**Saved entries:**
____________
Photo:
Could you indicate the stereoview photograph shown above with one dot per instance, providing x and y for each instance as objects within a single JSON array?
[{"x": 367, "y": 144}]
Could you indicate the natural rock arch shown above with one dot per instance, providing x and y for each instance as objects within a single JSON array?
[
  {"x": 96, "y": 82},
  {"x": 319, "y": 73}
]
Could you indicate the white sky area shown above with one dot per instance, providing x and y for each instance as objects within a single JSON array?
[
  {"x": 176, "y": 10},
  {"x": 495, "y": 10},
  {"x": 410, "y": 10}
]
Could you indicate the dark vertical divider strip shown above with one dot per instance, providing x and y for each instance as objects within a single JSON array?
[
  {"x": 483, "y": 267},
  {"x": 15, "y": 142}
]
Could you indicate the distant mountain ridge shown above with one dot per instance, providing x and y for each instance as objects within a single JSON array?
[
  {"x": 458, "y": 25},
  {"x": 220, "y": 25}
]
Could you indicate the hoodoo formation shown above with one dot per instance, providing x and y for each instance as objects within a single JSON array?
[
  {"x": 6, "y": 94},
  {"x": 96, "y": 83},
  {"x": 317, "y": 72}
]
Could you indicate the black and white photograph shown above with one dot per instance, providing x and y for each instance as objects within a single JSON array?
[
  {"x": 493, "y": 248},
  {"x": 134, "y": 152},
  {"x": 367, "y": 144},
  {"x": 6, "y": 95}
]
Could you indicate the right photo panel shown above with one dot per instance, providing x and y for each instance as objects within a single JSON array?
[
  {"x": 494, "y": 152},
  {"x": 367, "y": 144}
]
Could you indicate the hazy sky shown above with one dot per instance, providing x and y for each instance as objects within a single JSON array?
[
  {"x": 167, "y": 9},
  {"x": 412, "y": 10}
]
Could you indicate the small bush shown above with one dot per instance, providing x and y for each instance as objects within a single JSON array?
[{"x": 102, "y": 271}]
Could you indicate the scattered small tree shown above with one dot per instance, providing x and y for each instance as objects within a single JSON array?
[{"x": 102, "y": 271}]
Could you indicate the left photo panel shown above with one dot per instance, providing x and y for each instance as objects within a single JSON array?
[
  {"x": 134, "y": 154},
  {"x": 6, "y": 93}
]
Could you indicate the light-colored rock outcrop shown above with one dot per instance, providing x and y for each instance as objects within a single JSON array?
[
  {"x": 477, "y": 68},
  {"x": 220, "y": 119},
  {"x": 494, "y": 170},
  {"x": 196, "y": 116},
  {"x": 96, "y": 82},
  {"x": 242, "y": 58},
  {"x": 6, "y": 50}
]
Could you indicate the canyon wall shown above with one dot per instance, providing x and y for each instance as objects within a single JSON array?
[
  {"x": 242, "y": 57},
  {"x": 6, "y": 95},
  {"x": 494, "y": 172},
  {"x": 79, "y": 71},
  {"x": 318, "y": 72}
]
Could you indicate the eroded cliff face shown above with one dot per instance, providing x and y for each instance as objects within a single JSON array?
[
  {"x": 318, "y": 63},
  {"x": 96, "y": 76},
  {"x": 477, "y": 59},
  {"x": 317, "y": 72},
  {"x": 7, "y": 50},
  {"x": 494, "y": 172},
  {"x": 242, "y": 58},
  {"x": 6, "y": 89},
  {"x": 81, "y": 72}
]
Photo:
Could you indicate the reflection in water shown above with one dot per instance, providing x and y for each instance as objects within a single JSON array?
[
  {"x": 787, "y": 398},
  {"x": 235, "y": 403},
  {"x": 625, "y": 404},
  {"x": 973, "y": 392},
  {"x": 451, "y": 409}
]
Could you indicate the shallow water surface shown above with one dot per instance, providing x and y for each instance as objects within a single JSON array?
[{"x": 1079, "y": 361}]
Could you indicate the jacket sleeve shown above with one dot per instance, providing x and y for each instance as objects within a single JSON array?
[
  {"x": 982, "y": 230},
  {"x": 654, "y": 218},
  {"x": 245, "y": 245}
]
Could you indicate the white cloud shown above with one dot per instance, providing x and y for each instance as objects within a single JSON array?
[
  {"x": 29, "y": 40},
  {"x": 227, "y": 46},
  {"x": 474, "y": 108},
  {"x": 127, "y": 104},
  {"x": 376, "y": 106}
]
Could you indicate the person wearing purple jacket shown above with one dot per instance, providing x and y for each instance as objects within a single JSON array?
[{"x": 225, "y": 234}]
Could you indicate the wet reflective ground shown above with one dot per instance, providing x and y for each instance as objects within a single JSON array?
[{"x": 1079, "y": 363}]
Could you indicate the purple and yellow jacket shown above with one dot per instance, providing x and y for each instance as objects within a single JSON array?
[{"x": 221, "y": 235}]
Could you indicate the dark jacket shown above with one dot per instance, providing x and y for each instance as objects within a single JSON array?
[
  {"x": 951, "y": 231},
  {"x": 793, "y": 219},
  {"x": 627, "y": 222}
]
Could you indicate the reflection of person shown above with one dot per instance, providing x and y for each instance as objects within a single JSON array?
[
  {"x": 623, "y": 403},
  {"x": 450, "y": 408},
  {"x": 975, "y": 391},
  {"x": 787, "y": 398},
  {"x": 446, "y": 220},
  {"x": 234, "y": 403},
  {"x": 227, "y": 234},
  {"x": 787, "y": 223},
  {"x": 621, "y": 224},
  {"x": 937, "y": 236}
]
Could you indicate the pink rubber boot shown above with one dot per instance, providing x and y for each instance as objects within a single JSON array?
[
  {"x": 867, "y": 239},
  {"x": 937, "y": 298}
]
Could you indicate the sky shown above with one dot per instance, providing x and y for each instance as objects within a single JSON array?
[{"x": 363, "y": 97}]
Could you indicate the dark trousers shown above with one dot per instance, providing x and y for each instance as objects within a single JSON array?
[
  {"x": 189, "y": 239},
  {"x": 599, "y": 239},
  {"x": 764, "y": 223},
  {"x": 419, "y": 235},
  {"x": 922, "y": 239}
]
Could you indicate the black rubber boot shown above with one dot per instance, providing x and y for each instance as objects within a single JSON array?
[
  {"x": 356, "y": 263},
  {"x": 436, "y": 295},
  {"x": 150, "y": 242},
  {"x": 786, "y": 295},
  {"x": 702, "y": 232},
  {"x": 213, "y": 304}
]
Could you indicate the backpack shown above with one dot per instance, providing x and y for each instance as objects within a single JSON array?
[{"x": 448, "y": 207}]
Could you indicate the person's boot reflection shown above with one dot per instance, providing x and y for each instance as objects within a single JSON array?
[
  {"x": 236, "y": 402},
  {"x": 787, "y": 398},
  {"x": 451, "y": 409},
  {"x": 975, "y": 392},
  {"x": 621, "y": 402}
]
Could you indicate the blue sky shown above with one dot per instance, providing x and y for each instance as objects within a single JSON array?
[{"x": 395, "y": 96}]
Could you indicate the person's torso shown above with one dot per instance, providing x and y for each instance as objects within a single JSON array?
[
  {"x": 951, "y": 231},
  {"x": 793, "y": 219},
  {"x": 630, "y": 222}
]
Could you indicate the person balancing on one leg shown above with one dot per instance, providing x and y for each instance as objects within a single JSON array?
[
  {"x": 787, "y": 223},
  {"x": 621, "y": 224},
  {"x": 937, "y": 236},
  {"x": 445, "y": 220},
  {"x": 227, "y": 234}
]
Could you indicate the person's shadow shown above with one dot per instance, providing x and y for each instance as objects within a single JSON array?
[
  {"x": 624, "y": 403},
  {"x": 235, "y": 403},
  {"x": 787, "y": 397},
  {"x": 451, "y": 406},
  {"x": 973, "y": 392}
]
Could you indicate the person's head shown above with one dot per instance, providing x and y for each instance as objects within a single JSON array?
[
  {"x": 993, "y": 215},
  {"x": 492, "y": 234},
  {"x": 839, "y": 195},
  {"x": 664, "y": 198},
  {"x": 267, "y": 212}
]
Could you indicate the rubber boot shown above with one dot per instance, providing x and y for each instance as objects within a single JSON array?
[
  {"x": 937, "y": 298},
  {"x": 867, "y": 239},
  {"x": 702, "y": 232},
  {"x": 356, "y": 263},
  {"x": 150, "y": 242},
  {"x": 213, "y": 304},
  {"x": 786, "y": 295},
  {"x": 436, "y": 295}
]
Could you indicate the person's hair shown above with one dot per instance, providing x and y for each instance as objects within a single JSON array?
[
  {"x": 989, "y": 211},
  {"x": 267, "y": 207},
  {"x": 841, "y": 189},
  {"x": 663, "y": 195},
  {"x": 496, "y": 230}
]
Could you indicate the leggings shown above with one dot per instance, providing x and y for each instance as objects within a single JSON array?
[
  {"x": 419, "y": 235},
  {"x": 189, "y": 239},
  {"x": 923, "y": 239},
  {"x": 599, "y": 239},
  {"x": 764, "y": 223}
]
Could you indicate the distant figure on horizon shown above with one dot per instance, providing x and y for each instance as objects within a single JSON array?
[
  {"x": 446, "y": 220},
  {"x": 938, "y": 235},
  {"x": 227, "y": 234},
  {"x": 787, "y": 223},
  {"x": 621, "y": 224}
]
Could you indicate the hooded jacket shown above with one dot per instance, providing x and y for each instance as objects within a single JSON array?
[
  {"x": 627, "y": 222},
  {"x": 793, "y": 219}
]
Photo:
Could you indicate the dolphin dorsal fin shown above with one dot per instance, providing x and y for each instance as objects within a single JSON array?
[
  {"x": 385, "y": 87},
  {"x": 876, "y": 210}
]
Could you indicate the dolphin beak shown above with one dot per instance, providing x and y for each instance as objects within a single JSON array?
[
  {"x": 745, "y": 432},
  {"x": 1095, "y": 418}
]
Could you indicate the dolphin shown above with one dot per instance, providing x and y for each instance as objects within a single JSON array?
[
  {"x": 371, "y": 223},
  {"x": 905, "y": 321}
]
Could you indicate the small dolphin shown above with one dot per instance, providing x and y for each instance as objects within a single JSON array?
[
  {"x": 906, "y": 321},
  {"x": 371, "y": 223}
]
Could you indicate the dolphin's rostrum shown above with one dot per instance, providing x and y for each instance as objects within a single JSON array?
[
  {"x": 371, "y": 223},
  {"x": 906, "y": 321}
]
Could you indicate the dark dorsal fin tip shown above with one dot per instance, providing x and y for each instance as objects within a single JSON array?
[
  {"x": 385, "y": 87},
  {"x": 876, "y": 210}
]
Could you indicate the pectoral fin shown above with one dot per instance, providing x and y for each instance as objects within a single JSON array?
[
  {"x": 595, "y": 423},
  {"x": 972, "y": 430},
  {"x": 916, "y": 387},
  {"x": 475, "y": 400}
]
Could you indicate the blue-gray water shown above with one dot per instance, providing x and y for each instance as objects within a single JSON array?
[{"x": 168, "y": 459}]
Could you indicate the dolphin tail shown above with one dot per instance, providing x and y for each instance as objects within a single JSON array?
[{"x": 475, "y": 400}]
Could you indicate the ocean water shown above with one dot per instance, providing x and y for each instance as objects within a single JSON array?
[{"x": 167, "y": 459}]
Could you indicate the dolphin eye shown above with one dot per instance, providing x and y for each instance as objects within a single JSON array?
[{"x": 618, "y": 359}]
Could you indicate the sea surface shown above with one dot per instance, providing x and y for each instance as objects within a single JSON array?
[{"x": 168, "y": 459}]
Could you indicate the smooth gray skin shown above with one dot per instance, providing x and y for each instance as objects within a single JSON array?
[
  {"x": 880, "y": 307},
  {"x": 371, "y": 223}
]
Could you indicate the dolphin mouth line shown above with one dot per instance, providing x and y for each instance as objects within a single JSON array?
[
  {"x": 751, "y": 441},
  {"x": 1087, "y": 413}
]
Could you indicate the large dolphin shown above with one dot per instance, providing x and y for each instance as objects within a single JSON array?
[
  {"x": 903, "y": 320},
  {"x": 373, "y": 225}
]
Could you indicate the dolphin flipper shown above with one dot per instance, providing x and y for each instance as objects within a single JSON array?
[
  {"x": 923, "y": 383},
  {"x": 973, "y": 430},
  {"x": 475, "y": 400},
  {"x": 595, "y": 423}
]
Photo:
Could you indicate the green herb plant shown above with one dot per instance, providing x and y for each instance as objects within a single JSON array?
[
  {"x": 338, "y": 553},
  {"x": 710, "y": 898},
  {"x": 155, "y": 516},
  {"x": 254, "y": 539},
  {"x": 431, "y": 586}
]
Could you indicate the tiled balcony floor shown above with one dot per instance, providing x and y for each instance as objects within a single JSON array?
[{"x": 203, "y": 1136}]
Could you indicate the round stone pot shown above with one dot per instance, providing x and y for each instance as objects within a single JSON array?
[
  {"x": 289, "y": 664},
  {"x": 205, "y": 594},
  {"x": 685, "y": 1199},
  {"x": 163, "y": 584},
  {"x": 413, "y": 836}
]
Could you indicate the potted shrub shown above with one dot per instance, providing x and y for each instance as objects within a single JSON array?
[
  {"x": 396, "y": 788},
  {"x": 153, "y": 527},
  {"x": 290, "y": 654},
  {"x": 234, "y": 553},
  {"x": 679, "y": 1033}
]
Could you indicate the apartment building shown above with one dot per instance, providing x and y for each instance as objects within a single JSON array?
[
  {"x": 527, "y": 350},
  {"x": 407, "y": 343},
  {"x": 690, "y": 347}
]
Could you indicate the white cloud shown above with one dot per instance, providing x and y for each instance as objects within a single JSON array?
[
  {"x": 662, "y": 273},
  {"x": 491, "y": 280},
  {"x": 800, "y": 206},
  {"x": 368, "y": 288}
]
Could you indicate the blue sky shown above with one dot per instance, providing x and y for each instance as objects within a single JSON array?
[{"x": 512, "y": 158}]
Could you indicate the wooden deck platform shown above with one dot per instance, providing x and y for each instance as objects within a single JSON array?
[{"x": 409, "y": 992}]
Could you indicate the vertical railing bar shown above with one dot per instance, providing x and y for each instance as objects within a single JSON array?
____________
Output nothing but the line containing "Could you indicate the wooden" and each line after it in the entries above, exactly as written.

**Finished task:**
Could you indicate the wooden deck platform shown above with one dot per instance, providing x and y for each instance as objects within a single JSON array?
[{"x": 409, "y": 992}]
Could you indicate the vertical railing bar shown above with one dot per instance, providing x and y for each instance as objects within a single JSON array?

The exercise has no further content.